Given text section start

When should they be used?

The Raven tests are used in educational, experimental and clinical settings. However, their use should be limited to decisions or contexts where high precision is not necessary and a simple and cost-effective test is necessary. For example, this test is pretty ubiquitous in psychology research when the exact IQ is not the main goal of the study. But it is not used for extended clinical assessments where important decisions can impact the life of a person.

Depending on the age, you should use either the children version (CPM) or the adult version (SPM or APM). It is very typical to use it in the context of education to have a basic prediction of the intelligence of the child. The Advanced Matrices version (APM) is for example widely used in higher education too.

Validity and reliability

So, is the test robust? Two important aspects of a test is whether it is valid and reliable. Reliability stands for whether a test has measurement errors, or in other words, “if you did the test again, would you have the same result?”. And validity tells us if we are really measuring intelligence. Does the result of the test correlate with good academic performance? Better test result means more likelihood of a successful career?

In that regard, the Raven tests have pretty good reliabilities which are in the ranges between 80% and 90%, so measurement errors are small. As to validity, a very common way to establish if a test is valid is by comparing its results with a more established test. Well, compared with the more powerful Wechsler scale, the correlations are quite good actually, around 55% and 70%. But not good enough for using the tests for just any purpose, as we said earlier.

Abbreviated versions

As the test takes 40 minutes, which can be too long for some circumstances, experts have created several abbreviated versions, which are shorter and therefore faster to do. 

One of the approaches (Arthur and Day, 1994) has been to create a test made up of only 12 questions in 12 minutes (instead of 36, so 33% of the original test) by selecting only questions where there is a real difficulty jump. 

However, some psychologists have criticized the approach, since solving more difficult questions usually rests upon solving easier patterns from previous questions. So a new version has appeared in which the participants are delivered the original set of questions with a time limit of 20 minutes and a different scoring scale. 

Both options have been found to perform well at predicting the IQ -yet of course not as good as the original version-


Strengths and weaknesses

For its strengths, it is very easy to deliver and quite quick to do it. This allows the testing of big groups without vast and costly efforts, which is the reason it was created by Raven in the first place. Also, as the test has very few instructions and is completely nonverbal, it allows to compare people without the bias from different backgrounds and levels of education.  

On a negative view, the strongest weakness is that it focuses on fluid intelligence, without evaluating many other cognitive capacities. It is true that reasoning and induction without prior knowledge is the most predictive capacity, but it is not comprehensive. That explains why the Wechsler scale wins in validity and is used for more accurate predictions, as it is a longer and more global battery.

Another weakness is that despite being culture-fair, result differences between countries are strong enough to merit creating local scales against which to compare. So this puts the culture-fair hypothesis partially under scrutiny. It seems that socioeconomic factors relate somehow to higher cognitive development, maybe through good nutrition and better health. And there are some differences too between rural and urban citizens, especially in countries with huge differences between both, like in Africa.

Summary

As we have seen, the Raven IQ test is a powerful instrument in the toolbox of any intelligence tester. It is fast to deliver, low-cost, and easy to administer. However, its use is restricted to use cases where only approximate predictions are required. Since it only tests one intelligence factor, fluid intelligence, even if highly correlated with intelligence, it remains a pretty limited evaluation of a person’s abilities.

Given text section end
Extracted information section start

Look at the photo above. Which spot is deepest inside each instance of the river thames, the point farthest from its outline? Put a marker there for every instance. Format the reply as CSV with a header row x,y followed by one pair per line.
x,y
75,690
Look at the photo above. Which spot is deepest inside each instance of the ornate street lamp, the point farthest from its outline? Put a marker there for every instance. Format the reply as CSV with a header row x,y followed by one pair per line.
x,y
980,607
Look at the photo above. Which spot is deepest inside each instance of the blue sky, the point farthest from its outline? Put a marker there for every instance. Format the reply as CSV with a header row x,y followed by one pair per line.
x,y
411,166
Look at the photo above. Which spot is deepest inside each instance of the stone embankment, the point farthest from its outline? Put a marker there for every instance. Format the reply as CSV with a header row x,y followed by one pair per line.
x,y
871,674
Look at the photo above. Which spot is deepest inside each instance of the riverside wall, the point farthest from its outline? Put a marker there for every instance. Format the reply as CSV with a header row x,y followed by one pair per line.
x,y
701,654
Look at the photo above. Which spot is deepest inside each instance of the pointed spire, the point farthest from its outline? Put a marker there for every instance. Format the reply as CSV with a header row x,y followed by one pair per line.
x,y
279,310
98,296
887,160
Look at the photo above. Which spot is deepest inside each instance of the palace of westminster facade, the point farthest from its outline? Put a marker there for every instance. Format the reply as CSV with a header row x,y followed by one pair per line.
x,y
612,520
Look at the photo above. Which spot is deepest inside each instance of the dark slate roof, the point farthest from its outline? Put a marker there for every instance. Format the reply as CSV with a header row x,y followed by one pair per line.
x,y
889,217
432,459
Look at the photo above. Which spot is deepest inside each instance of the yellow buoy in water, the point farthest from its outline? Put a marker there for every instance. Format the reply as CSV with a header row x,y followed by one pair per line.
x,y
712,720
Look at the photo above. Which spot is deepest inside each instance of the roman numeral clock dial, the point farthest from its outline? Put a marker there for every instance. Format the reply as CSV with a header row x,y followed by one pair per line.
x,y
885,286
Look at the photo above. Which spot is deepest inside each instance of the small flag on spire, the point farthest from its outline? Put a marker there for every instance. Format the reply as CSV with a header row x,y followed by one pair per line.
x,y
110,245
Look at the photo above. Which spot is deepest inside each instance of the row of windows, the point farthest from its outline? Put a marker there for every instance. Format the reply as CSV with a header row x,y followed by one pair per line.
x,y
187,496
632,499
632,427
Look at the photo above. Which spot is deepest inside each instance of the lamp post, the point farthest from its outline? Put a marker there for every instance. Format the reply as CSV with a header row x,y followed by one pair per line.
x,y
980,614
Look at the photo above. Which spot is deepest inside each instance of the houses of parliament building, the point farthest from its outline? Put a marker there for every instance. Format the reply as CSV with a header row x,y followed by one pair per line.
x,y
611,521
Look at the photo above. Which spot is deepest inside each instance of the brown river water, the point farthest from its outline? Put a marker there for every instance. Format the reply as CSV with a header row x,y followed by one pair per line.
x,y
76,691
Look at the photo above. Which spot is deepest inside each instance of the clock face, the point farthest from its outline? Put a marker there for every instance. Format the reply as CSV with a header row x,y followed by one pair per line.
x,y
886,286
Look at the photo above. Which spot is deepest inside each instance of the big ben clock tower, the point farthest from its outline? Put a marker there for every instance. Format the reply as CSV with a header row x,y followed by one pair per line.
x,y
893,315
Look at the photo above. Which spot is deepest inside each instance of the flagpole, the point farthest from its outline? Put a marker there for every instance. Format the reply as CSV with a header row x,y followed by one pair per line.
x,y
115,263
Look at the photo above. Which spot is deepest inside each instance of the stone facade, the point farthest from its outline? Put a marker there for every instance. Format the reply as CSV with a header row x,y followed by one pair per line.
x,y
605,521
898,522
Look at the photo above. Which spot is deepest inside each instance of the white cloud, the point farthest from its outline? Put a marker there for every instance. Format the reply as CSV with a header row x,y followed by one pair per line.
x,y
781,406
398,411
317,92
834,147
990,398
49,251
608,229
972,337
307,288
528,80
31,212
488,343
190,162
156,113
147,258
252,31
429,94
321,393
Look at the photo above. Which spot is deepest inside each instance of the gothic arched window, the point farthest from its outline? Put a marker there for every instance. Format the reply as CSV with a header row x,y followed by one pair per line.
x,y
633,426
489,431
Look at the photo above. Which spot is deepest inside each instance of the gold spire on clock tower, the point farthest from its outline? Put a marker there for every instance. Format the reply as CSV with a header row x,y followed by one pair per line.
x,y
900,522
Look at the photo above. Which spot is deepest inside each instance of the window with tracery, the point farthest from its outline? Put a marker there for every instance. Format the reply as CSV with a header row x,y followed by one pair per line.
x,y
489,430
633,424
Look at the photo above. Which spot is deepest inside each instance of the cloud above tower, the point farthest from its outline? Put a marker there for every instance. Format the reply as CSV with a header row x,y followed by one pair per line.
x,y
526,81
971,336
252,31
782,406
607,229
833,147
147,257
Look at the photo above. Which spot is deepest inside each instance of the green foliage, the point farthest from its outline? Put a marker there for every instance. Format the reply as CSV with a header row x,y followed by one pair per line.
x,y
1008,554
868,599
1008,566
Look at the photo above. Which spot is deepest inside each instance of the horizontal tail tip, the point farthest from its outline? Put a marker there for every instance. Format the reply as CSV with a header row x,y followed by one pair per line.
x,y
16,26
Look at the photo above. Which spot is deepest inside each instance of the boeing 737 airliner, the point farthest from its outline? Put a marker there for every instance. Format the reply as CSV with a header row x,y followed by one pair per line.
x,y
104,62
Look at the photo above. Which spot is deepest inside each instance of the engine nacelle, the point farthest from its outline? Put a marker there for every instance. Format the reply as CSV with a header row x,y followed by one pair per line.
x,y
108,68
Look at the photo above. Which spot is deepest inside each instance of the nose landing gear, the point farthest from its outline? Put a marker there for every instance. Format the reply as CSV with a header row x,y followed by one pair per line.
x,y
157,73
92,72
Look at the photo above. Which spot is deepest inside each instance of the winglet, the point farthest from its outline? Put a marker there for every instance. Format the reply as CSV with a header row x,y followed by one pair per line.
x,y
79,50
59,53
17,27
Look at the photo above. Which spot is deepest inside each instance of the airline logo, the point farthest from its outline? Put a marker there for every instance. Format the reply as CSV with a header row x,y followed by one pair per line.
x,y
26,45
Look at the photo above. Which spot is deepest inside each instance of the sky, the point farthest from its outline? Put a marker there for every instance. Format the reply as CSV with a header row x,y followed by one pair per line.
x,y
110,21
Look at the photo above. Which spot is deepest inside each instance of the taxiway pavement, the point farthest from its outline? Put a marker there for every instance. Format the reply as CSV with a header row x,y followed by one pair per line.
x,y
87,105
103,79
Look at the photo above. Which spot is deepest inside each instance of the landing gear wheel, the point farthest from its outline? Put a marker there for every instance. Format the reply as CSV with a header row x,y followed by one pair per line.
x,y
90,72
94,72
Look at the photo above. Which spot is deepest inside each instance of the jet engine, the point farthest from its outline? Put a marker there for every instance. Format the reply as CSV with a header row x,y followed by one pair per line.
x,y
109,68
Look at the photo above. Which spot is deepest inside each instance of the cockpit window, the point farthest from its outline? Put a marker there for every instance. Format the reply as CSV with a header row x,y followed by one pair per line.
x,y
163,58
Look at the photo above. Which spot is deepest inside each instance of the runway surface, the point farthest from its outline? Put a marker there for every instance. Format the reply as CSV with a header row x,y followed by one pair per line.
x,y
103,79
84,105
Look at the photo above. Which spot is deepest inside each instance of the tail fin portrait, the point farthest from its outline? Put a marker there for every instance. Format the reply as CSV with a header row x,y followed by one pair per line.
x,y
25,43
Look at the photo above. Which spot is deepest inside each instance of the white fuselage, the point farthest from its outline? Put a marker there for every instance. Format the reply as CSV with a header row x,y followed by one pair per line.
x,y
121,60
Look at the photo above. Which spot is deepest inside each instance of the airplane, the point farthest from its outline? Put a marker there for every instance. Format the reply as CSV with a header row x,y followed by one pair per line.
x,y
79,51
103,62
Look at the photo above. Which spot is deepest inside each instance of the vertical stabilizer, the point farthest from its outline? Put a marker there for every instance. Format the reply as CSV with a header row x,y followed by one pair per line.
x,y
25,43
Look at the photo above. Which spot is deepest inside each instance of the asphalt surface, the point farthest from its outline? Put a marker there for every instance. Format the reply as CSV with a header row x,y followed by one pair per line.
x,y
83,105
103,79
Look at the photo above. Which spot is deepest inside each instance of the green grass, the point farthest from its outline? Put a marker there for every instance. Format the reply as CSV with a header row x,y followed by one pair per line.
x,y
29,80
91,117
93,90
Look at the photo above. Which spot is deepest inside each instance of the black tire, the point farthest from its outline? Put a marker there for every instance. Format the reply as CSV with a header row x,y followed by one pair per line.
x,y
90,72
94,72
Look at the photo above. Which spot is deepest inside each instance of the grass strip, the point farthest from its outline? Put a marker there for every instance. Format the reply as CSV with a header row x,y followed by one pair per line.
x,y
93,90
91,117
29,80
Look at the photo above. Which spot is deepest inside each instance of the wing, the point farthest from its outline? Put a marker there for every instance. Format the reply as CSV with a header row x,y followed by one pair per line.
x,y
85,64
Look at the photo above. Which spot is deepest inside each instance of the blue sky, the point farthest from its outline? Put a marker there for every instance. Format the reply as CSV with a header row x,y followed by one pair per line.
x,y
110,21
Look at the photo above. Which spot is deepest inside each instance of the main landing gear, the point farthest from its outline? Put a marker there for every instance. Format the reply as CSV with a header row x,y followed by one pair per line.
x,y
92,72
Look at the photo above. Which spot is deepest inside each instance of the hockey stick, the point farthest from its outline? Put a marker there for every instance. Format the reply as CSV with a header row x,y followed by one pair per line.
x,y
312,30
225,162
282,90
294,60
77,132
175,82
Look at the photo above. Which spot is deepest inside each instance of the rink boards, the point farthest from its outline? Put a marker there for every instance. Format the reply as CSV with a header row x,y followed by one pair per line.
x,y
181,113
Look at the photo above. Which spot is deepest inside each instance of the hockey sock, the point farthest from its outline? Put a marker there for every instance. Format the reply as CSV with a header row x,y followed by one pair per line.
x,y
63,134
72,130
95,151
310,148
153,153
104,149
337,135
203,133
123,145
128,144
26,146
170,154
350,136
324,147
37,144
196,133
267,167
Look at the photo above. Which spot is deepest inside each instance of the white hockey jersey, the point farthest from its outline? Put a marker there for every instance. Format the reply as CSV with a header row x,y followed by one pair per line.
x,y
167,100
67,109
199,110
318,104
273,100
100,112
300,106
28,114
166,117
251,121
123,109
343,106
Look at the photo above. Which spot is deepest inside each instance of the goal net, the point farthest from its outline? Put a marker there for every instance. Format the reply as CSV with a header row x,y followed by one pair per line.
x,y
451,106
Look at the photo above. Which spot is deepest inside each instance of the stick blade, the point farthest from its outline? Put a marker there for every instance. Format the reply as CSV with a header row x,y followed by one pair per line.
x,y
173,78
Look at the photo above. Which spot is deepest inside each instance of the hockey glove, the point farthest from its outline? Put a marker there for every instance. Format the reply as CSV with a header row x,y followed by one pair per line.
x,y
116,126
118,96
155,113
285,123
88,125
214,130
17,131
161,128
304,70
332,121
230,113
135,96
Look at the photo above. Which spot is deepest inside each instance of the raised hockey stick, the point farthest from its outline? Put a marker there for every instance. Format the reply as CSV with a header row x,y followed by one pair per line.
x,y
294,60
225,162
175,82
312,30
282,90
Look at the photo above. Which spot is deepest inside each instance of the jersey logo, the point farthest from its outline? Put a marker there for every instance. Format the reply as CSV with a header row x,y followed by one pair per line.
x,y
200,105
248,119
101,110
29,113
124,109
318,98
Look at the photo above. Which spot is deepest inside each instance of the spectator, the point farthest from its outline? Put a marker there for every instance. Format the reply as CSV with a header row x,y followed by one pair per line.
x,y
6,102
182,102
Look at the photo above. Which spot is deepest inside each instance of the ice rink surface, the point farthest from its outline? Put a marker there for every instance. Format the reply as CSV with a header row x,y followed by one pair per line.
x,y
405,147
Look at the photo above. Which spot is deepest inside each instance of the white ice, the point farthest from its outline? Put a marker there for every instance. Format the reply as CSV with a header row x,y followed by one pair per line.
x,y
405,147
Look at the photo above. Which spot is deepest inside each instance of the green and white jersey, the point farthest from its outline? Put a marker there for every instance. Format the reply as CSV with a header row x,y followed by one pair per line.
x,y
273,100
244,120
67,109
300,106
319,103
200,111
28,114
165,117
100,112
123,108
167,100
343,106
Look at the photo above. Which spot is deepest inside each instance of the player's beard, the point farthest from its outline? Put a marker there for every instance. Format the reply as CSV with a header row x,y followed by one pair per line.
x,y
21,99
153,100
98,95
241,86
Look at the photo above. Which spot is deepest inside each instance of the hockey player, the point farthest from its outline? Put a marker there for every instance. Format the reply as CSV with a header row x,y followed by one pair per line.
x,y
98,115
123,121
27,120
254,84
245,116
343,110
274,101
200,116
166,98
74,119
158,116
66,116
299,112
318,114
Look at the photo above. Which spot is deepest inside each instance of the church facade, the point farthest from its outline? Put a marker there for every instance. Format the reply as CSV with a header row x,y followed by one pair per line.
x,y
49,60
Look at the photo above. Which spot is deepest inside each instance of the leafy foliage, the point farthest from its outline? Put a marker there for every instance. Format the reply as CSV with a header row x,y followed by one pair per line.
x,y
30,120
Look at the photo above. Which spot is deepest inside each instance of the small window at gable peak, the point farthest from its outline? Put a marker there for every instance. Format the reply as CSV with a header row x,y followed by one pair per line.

Extracted information section end

*Problems to solve*
A. From the text on the Raven tests, copy the passage from "Depending on the" up to and including "a successful career?".
B. In the text on the Raven tests, what range do the tests' reliabilities fall in?

*Answers for the exercise*
A.
Depending on the age, you should use either the children version (CPM) or the adult version (SPM or APM). It is very typical to use it in the context of education to have a basic prediction of the intelligence of the child. The Advanced Matrices version (APM) is for example widely used in higher education too.

Validity and reliability

So, is the test robust? Two important aspects of a test is whether it is valid and reliable. Reliability stands for whether a test has measurement errors, or in other words, “if you did the test again, would you have the same result?”. And validity tells us if we are really measuring intelligence. Does the result of the test correlate with good academic performance? Better test result means more likelihood of a successful career?

B. Between 80% and 90%.